TASK INSTRUCTIONS: Lines below that include "apron" are the answer; copy each one.

Dataset items:
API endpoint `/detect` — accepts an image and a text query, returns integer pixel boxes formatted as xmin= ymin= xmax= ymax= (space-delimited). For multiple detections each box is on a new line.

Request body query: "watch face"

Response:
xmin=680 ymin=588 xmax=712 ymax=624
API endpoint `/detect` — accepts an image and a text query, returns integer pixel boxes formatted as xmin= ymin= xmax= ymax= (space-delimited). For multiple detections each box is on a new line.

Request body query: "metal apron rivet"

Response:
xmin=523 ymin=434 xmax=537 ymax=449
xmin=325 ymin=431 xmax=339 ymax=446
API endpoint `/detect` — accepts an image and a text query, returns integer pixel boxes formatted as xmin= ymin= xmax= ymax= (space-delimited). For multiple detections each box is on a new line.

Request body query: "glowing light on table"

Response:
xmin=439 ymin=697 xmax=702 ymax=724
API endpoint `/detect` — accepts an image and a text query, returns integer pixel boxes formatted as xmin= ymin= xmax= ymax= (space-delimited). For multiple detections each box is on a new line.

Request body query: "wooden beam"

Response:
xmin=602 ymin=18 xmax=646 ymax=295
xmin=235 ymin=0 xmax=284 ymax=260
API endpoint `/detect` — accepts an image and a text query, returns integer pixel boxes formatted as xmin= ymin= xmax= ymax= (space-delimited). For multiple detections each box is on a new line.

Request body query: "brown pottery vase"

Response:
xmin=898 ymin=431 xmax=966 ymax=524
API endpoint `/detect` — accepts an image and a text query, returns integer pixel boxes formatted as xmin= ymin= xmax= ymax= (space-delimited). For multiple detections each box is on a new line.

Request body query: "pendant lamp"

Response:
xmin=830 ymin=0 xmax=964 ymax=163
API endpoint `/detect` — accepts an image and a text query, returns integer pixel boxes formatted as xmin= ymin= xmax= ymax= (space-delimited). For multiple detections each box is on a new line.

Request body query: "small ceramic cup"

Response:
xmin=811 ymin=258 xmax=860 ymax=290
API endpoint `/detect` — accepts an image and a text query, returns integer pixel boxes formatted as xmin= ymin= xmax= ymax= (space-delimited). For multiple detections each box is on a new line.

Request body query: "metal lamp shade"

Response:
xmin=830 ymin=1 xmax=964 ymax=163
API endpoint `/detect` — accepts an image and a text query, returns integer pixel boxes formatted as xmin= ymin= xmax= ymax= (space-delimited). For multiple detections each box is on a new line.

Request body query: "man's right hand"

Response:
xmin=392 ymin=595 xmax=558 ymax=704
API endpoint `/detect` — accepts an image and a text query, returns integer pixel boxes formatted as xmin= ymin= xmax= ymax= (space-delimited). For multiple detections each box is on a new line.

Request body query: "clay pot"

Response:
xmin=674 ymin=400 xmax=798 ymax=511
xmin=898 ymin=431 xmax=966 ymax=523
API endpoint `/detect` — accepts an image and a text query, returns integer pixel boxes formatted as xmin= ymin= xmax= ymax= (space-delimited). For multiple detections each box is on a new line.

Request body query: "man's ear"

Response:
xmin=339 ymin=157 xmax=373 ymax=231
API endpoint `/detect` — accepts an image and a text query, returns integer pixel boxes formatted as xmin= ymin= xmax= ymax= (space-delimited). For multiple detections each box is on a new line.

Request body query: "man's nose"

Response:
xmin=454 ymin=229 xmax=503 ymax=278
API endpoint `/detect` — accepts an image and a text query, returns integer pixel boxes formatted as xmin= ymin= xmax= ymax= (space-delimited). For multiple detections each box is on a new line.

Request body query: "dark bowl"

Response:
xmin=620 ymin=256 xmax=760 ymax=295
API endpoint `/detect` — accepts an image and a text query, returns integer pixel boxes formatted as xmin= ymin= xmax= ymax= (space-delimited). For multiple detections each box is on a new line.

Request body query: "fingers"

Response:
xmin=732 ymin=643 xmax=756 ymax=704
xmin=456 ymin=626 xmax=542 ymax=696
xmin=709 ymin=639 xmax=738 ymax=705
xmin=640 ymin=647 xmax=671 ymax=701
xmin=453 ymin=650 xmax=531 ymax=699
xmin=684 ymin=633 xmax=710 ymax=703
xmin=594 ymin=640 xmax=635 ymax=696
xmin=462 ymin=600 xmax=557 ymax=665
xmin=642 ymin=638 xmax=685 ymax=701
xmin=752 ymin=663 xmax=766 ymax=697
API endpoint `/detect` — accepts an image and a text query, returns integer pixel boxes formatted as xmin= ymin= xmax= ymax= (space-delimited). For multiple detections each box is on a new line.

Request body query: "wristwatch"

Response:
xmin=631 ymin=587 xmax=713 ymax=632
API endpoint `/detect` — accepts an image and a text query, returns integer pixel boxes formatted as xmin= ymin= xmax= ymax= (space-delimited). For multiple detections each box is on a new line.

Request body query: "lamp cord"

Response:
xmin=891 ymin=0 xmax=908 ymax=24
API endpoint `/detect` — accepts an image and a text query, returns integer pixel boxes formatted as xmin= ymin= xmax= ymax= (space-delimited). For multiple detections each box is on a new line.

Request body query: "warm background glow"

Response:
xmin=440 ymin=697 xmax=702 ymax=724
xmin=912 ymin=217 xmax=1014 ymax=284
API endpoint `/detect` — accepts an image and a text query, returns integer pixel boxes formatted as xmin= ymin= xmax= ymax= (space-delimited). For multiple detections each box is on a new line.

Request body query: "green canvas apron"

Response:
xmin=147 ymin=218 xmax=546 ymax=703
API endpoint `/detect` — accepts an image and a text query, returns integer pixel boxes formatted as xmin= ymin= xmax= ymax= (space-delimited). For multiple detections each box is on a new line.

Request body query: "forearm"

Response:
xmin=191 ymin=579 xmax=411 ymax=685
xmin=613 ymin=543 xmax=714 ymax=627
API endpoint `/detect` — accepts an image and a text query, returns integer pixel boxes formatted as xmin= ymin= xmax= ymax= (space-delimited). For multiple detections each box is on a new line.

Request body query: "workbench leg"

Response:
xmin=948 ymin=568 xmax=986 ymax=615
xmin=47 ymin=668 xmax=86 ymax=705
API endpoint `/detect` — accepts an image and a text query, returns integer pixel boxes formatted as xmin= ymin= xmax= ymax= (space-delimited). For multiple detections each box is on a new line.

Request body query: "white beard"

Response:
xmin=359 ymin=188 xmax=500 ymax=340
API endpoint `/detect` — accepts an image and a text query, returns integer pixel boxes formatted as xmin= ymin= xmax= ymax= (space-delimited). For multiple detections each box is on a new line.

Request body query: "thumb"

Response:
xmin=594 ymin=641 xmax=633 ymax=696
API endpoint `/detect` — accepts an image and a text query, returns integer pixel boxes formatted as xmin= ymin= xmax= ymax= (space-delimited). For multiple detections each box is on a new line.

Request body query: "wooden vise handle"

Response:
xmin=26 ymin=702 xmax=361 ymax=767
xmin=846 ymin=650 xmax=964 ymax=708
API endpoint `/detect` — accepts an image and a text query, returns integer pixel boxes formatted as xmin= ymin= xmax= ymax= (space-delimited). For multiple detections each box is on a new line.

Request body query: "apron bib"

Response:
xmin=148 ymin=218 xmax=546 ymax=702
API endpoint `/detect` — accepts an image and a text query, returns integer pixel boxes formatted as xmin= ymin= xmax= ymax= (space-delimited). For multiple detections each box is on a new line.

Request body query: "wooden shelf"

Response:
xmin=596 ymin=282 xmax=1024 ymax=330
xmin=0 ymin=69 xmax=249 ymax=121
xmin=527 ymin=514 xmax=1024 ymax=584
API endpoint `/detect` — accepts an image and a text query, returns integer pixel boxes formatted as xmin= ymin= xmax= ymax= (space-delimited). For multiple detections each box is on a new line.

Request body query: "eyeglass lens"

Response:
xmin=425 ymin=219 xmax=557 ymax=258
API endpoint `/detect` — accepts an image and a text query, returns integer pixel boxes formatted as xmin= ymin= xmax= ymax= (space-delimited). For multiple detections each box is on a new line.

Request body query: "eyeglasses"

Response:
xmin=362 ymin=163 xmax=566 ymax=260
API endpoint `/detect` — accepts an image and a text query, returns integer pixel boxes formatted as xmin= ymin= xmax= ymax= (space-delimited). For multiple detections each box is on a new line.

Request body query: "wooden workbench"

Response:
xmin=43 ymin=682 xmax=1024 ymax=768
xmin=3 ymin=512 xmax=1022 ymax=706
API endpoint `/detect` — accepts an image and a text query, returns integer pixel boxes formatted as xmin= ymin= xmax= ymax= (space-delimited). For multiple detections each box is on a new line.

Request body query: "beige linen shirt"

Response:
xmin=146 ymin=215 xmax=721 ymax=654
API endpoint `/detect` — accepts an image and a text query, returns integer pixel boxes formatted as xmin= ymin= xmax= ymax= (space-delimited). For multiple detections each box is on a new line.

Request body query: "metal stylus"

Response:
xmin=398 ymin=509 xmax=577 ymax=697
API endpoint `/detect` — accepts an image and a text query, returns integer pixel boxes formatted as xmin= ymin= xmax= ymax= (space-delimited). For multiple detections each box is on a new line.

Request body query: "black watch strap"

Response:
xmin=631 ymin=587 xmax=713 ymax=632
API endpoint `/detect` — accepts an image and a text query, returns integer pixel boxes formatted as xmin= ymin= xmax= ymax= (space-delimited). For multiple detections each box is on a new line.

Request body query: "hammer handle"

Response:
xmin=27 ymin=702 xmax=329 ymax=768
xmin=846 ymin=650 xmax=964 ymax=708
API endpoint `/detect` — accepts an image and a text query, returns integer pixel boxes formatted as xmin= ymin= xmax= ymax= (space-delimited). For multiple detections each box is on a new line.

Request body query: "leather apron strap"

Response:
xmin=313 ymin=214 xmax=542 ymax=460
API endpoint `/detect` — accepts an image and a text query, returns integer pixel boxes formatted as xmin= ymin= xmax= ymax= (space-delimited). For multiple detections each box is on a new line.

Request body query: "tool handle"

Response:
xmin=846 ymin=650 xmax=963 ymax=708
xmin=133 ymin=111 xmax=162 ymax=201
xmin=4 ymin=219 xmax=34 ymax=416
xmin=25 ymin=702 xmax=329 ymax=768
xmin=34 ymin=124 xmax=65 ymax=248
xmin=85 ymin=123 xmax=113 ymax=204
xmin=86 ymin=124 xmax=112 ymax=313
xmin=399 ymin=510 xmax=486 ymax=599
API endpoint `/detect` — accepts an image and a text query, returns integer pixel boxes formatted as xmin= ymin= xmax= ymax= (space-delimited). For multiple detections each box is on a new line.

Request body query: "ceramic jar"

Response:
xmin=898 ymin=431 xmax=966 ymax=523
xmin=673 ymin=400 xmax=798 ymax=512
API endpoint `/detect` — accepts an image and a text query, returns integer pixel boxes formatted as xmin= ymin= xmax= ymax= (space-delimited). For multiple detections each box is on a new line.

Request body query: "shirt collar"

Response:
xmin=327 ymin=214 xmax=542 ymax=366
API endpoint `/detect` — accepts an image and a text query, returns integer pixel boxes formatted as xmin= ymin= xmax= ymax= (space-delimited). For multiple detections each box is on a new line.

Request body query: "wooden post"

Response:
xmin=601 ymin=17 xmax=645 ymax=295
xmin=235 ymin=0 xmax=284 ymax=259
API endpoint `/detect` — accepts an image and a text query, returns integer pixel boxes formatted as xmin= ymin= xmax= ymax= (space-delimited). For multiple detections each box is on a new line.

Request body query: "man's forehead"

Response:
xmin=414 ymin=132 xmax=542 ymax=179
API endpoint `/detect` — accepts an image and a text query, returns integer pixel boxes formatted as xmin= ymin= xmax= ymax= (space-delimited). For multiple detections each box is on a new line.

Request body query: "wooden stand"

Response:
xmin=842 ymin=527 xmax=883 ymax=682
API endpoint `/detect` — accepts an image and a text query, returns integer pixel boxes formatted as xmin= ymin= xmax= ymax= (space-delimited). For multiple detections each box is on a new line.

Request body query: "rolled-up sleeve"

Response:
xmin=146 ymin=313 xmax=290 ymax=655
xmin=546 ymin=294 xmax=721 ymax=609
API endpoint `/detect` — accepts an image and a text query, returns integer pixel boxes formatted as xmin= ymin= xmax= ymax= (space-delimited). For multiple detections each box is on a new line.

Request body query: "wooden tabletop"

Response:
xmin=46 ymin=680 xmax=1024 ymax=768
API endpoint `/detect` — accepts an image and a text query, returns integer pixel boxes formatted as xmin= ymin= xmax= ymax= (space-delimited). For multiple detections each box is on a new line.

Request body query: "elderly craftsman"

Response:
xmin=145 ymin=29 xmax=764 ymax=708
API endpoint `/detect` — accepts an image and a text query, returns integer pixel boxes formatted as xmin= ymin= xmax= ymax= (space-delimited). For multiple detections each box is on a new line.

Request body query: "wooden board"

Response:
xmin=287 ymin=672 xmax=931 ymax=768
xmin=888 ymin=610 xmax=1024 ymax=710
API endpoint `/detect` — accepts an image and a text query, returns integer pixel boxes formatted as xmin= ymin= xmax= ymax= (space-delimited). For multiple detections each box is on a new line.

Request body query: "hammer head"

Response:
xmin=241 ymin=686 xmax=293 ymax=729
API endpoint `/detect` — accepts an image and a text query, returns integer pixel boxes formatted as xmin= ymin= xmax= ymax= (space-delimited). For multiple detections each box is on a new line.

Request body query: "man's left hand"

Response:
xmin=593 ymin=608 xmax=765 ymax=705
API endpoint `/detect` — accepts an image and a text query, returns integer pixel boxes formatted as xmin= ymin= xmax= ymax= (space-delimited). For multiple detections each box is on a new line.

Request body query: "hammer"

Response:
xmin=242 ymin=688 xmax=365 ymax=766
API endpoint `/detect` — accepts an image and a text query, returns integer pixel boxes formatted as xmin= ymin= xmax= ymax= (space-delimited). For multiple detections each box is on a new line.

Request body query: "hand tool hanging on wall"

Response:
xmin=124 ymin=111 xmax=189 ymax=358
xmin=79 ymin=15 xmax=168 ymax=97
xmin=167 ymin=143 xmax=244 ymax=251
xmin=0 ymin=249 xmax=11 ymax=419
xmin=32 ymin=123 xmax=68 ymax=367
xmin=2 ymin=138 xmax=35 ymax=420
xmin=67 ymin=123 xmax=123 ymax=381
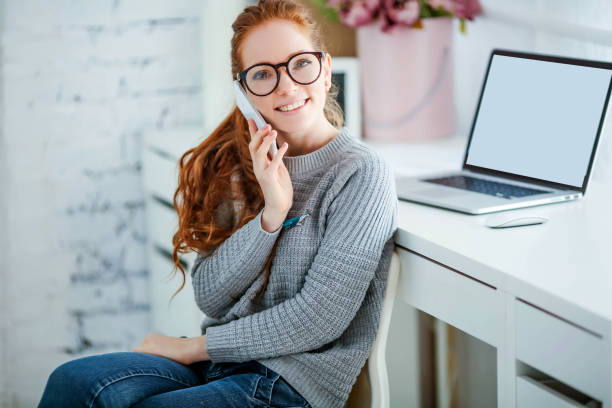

REPLY TO THE EXERCISE:
Request body query: "metal apron rivet"
Request body query: "green canvas apron"
Request body query: "apron bib"
Request body query: "leather apron strap"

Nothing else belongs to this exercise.